_Brief_
Lay out all the items below as a Markdown table with two columns, Row and Line, giving each non-blank line its own numbered row and dropping the blank lines. Leave the pictures out of the table.
:: Records to use
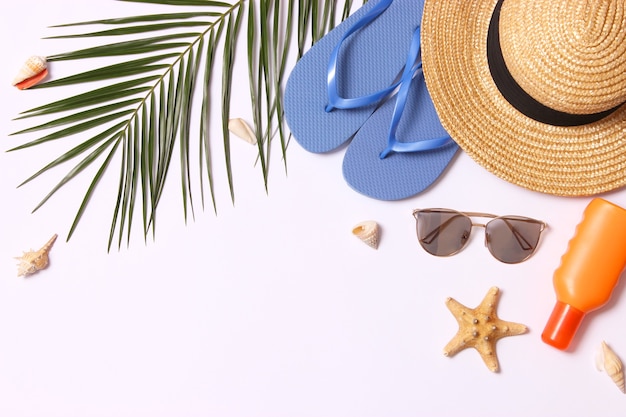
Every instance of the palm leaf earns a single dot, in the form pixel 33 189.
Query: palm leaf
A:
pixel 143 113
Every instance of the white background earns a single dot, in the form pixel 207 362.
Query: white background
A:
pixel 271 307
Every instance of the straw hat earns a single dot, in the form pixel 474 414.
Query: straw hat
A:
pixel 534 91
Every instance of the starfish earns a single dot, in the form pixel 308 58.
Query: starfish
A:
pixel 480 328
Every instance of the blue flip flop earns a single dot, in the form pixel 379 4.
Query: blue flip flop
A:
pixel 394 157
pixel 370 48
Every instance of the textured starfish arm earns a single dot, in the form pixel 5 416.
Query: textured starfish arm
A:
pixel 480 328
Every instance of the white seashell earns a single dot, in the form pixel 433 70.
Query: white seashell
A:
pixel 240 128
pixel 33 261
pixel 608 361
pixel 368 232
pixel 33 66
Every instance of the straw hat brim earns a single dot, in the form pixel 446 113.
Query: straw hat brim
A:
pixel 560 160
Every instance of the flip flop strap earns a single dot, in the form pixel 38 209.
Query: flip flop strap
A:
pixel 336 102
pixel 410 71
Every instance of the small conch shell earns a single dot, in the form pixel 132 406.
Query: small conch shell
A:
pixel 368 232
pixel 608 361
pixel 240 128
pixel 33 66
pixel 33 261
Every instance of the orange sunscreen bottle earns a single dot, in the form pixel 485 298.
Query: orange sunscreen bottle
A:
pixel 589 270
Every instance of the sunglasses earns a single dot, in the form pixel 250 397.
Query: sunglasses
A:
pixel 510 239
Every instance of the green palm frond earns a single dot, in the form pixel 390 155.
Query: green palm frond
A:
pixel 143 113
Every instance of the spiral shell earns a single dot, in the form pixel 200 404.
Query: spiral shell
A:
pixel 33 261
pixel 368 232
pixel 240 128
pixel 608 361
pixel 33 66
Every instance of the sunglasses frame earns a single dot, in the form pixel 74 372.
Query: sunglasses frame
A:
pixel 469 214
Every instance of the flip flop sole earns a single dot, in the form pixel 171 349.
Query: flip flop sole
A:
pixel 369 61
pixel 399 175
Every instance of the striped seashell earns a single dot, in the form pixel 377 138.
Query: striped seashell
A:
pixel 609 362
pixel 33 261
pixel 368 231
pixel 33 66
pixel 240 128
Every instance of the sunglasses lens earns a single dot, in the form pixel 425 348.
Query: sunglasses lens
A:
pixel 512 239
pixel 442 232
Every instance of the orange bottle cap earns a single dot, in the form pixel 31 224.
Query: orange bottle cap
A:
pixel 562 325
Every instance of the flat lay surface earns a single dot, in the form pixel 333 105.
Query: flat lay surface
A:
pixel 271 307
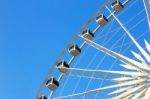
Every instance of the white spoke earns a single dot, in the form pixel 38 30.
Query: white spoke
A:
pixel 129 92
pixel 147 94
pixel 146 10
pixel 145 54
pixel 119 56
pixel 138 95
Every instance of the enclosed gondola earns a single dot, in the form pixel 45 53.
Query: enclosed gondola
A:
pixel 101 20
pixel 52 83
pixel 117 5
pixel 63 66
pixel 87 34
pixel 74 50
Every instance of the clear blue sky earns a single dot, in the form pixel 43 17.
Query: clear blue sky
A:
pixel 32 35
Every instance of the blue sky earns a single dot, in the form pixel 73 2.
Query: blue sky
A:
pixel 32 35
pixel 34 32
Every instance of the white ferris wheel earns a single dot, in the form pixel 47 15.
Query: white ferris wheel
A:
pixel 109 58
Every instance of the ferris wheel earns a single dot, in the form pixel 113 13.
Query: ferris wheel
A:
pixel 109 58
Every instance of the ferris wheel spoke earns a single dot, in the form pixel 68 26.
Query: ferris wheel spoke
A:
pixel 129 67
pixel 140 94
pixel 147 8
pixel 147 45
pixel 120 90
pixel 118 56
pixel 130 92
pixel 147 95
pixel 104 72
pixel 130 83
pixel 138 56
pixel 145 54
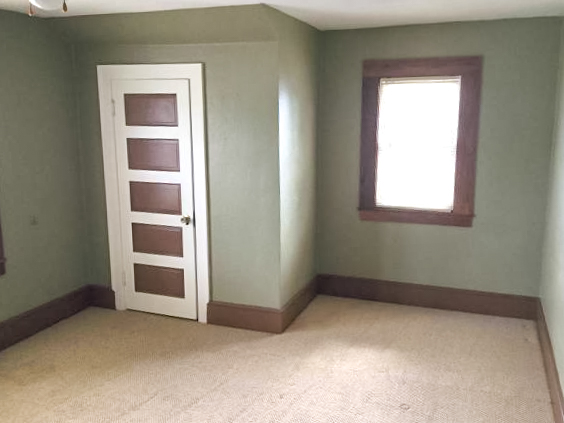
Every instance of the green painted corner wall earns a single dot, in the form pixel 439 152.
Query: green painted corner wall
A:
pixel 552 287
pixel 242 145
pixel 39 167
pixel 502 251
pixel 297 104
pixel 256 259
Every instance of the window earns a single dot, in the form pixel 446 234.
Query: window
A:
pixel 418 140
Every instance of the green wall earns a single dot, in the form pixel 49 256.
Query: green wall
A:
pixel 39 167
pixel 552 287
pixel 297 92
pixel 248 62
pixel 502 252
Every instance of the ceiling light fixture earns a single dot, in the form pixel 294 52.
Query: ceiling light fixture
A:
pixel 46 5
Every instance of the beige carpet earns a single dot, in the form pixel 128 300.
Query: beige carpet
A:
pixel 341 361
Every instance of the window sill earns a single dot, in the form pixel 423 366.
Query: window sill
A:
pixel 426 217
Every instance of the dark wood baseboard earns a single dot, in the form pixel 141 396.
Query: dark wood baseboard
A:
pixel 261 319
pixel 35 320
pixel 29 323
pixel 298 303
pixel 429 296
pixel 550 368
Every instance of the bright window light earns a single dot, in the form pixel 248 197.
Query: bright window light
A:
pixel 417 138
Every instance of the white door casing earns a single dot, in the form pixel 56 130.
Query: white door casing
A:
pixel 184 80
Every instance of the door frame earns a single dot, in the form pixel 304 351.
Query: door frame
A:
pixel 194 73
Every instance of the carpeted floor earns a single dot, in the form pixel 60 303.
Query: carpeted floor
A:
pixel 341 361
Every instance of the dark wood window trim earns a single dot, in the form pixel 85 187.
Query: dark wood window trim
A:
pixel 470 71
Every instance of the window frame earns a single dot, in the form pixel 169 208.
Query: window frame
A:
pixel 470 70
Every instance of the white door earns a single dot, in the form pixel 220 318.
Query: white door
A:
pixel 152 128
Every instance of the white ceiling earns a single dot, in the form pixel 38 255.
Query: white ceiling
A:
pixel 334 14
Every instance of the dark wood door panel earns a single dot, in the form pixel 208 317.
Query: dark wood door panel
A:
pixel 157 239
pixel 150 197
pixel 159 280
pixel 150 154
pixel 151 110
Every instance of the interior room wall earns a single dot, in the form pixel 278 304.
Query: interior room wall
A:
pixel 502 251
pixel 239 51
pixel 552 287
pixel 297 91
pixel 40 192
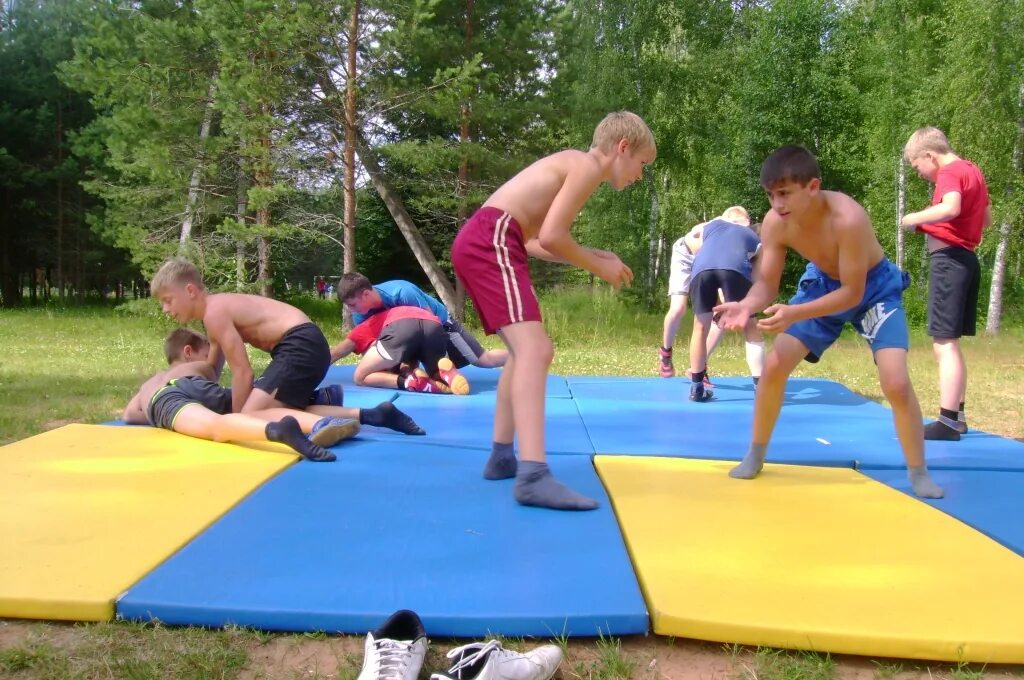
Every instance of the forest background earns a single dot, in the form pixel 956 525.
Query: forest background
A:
::::
_Reply to the exercise_
| Row | Line |
|---|---|
| 1 | Every instance of the palm leaf earns a single dot, in the form pixel 33 189. |
| 2 | Query: palm leaf |
| 3 | A: |
| 4 | pixel 143 113 |
| 5 | Every instance of the white background earns a single dot, in the form pixel 207 362. |
| 6 | Query: white background |
| 7 | A: |
| 8 | pixel 271 307 |
| 9 | Every instance of the straw hat earns a single dot, in the form pixel 474 414. |
| 10 | Query: straw hat |
| 11 | A: |
| 12 | pixel 534 91 |
| 13 | Every instance of the starfish earns a single dot, in the form pixel 308 58. |
| 14 | Query: starfish |
| 15 | A: |
| 16 | pixel 480 328 |
| 17 | Every instance of the blue flip flop earns a single dot, in the form pixel 379 4. |
| 18 | Query: blue flip flop |
| 19 | A: |
| 20 | pixel 394 157 |
| 21 | pixel 370 48 |
| 22 | Every instance of the textured starfish arm earns a single dot, in the form pixel 5 416. |
| 23 | Query: textured starfish arm |
| 24 | A: |
| 25 | pixel 480 328 |
| 26 | Every instance of the white seashell earns a single dot, in the form pixel 433 70. |
| 27 | Query: white seashell |
| 28 | A: |
| 29 | pixel 240 128 |
| 30 | pixel 33 261 |
| 31 | pixel 608 361 |
| 32 | pixel 368 232 |
| 33 | pixel 33 66 |
| 34 | Every instance of the straw hat brim earns a single dot, in the form pixel 446 113. |
| 35 | Query: straw hat brim |
| 36 | A: |
| 37 | pixel 560 160 |
| 38 | Every instance of the flip flop strap earns a single dot, in the form pixel 38 209. |
| 39 | Query: flip flop strap |
| 40 | A: |
| 41 | pixel 336 102 |
| 42 | pixel 410 71 |
| 43 | Every instance of the small conch shell earns a single dot, in the form pixel 132 406. |
| 44 | Query: small conch shell |
| 45 | A: |
| 46 | pixel 368 232 |
| 47 | pixel 608 361 |
| 48 | pixel 240 128 |
| 49 | pixel 33 66 |
| 50 | pixel 33 261 |
| 51 | Every instance of the orange sunscreen bottle earns a single dot, in the form pixel 485 298. |
| 52 | Query: orange sunscreen bottle |
| 53 | A: |
| 54 | pixel 589 270 |
| 55 | Every instance of the sunglasses earns a single dot, in the form pixel 250 397. |
| 56 | Query: sunglasses |
| 57 | A: |
| 58 | pixel 510 239 |
| 59 | Every instance of the green palm frond earns a single dot, in the form pixel 390 155. |
| 60 | Query: green palm frond |
| 61 | A: |
| 62 | pixel 143 113 |
| 63 | Every instance of the spiral shell earns a single dot, in the form pixel 200 404. |
| 64 | Query: spiral shell |
| 65 | A: |
| 66 | pixel 33 261 |
| 67 | pixel 368 232 |
| 68 | pixel 240 128 |
| 69 | pixel 608 361 |
| 70 | pixel 33 66 |
| 71 | Every instance of the sunglasses frame earns a single dot, in the form pixel 74 372. |
| 72 | Query: sunglasses frame |
| 73 | A: |
| 74 | pixel 469 214 |
| 75 | Every instance of the flip flop sole earns a single dot, in the form pixel 171 349. |
| 76 | Query: flip flop sole |
| 77 | A: |
| 78 | pixel 369 61 |
| 79 | pixel 399 175 |
| 80 | Every instance of the striped seashell earns a single dot, in the form pixel 377 138. |
| 81 | Query: striped seashell |
| 82 | A: |
| 83 | pixel 609 362 |
| 84 | pixel 33 261 |
| 85 | pixel 368 231 |
| 86 | pixel 33 66 |
| 87 | pixel 240 128 |
| 88 | Every instance of the sunglasses lens earns a single dot, in the form pixel 425 348. |
| 89 | Query: sunglasses lens |
| 90 | A: |
| 91 | pixel 512 239 |
| 92 | pixel 442 232 |
| 93 | Every instance of the orange bottle cap earns a single dot, in the form pixel 31 224. |
| 94 | Query: orange bottle cap |
| 95 | A: |
| 96 | pixel 562 325 |
| 97 | Every instance of the flat lay surface earns a single dot, in the form pixel 333 105. |
| 98 | Query: flat lay surface |
| 99 | A: |
| 100 | pixel 271 307 |
| 101 | Every instance of the white spoke earns a single dot, in the form pixel 38 30. |
| 102 | Query: white spoke |
| 103 | A: |
| 104 | pixel 129 92 |
| 105 | pixel 147 94 |
| 106 | pixel 146 10 |
| 107 | pixel 145 54 |
| 108 | pixel 119 56 |
| 109 | pixel 138 95 |
| 110 | Every instance of the enclosed gondola earns a single dot, in the form pixel 45 53. |
| 111 | Query: enclosed gondola |
| 112 | A: |
| 113 | pixel 101 20 |
| 114 | pixel 52 83 |
| 115 | pixel 117 5 |
| 116 | pixel 63 66 |
| 117 | pixel 87 34 |
| 118 | pixel 74 50 |
| 119 | Every instance of the clear blue sky earns a single dot, in the form pixel 43 17. |
| 120 | Query: clear blue sky |
| 121 | A: |
| 122 | pixel 32 35 |
| 123 | Every instance of the blue sky earns a single dot, in the form pixel 73 2. |
| 124 | Query: blue sky |
| 125 | A: |
| 126 | pixel 32 35 |
| 127 | pixel 34 32 |
| 128 | Every instance of the white ferris wheel earns a single dot, in the form pixel 47 15. |
| 129 | Query: white ferris wheel |
| 130 | A: |
| 131 | pixel 109 58 |
| 132 | Every instance of the ferris wheel earns a single dot, in the form pixel 113 13. |
| 133 | Query: ferris wheel |
| 134 | A: |
| 135 | pixel 109 58 |
| 136 | Every instance of the ferris wheel spoke earns a single dot, in the form pixel 68 26. |
| 137 | Query: ferris wheel spoke |
| 138 | A: |
| 139 | pixel 129 67 |
| 140 | pixel 140 94 |
| 141 | pixel 147 8 |
| 142 | pixel 147 45 |
| 143 | pixel 120 90 |
| 144 | pixel 118 56 |
| 145 | pixel 130 92 |
| 146 | pixel 147 95 |
| 147 | pixel 104 72 |
| 148 | pixel 130 83 |
| 149 | pixel 138 56 |
| 150 | pixel 145 54 |
| 151 | Every instance of the green painted corner wall earns a single dot, in the form pixel 439 152. |
| 152 | Query: green painted corner wall |
| 153 | A: |
| 154 | pixel 552 287 |
| 155 | pixel 242 145 |
| 156 | pixel 39 167 |
| 157 | pixel 502 251 |
| 158 | pixel 297 104 |
| 159 | pixel 256 259 |
| 160 | Every instance of the window earns a single dot, in the form pixel 446 234. |
| 161 | Query: window |
| 162 | A: |
| 163 | pixel 418 140 |
| 164 | Every instance of the green wall earns a single dot, in the form pixel 49 256. |
| 165 | Query: green wall |
| 166 | A: |
| 167 | pixel 39 167 |
| 168 | pixel 552 287 |
| 169 | pixel 297 92 |
| 170 | pixel 248 62 |
| 171 | pixel 502 252 |
| 172 | Every instance of the ceiling light fixture earns a single dot, in the form pixel 294 52. |
| 173 | Query: ceiling light fixture |
| 174 | A: |
| 175 | pixel 46 5 |
| 176 | Every instance of the beige carpet earns a single dot, in the form pixel 128 300. |
| 177 | Query: beige carpet |
| 178 | A: |
| 179 | pixel 341 361 |
| 180 | Every instance of the window sill earns a single dot, in the form pixel 423 366. |
| 181 | Query: window sill |
| 182 | A: |
| 183 | pixel 426 217 |
| 184 | Every instance of the dark wood baseboard earns a single dot, in the form pixel 141 396. |
| 185 | Query: dark wood baseboard |
| 186 | A: |
| 187 | pixel 261 319 |
| 188 | pixel 35 320 |
| 189 | pixel 29 323 |
| 190 | pixel 298 303 |
| 191 | pixel 429 296 |
| 192 | pixel 550 368 |
| 193 | Every instance of the bright window light earns a single dot, in the form pixel 248 197. |
| 194 | Query: bright window light |
| 195 | A: |
| 196 | pixel 417 138 |
| 197 | Every instance of the white door casing earns a single dot, in the form pixel 56 130. |
| 198 | Query: white door casing |
| 199 | A: |
| 200 | pixel 184 80 |
| 201 | Every instance of the door frame earns a single dot, in the form pixel 304 351. |
| 202 | Query: door frame |
| 203 | A: |
| 204 | pixel 194 73 |
| 205 | Every instance of the carpeted floor earns a single dot, in the form pixel 60 303. |
| 206 | Query: carpeted floor |
| 207 | A: |
| 208 | pixel 341 361 |
| 209 | Every instance of the dark wood window trim earns a single dot, in the form pixel 85 187. |
| 210 | Query: dark wood window trim |
| 211 | A: |
| 212 | pixel 470 71 |
| 213 | Every instance of the window frame earns a single dot, in the form pixel 169 208. |
| 214 | Query: window frame |
| 215 | A: |
| 216 | pixel 470 70 |
| 217 | Every instance of the white door earns a single dot, in the form pixel 220 318. |
| 218 | Query: white door |
| 219 | A: |
| 220 | pixel 152 128 |
| 221 | Every instance of the white ceiling earns a single dot, in the form pixel 38 255. |
| 222 | Query: white ceiling |
| 223 | A: |
| 224 | pixel 334 14 |
| 225 | Every instance of the dark wood door panel earns a single dot, in the form pixel 208 317. |
| 226 | Query: dark wood door panel |
| 227 | A: |
| 228 | pixel 157 239 |
| 229 | pixel 150 197 |
| 230 | pixel 159 280 |
| 231 | pixel 150 154 |
| 232 | pixel 151 110 |
| 233 | Every instance of the interior room wall earns a single dot, in the form pixel 278 304. |
| 234 | Query: interior room wall |
| 235 | A: |
| 236 | pixel 502 251 |
| 237 | pixel 239 51 |
| 238 | pixel 552 287 |
| 239 | pixel 297 91 |
| 240 | pixel 40 192 |
| 241 | Every instance of the forest background earns a single dot, in the form pixel 956 525. |
| 242 | Query: forest background |
| 243 | A: |